-- Start of Information shown --

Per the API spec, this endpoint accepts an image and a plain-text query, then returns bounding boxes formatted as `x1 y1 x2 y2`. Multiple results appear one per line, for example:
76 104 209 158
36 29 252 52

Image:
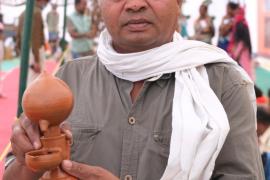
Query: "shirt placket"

-- End of Information shown --

# Written task
Swap "endpoint" for "service" throughout the material, keep everything else the same, and omit the pictures from your answer.

# Result for this task
Per the API spec, this service accepts an image and a plain-text query, then returns bounding boxes formatted as `x1 y1 x2 y2`. Multiple results appear one per line, for example:
76 104 209 158
36 29 252 52

Image:
Query: "shirt placket"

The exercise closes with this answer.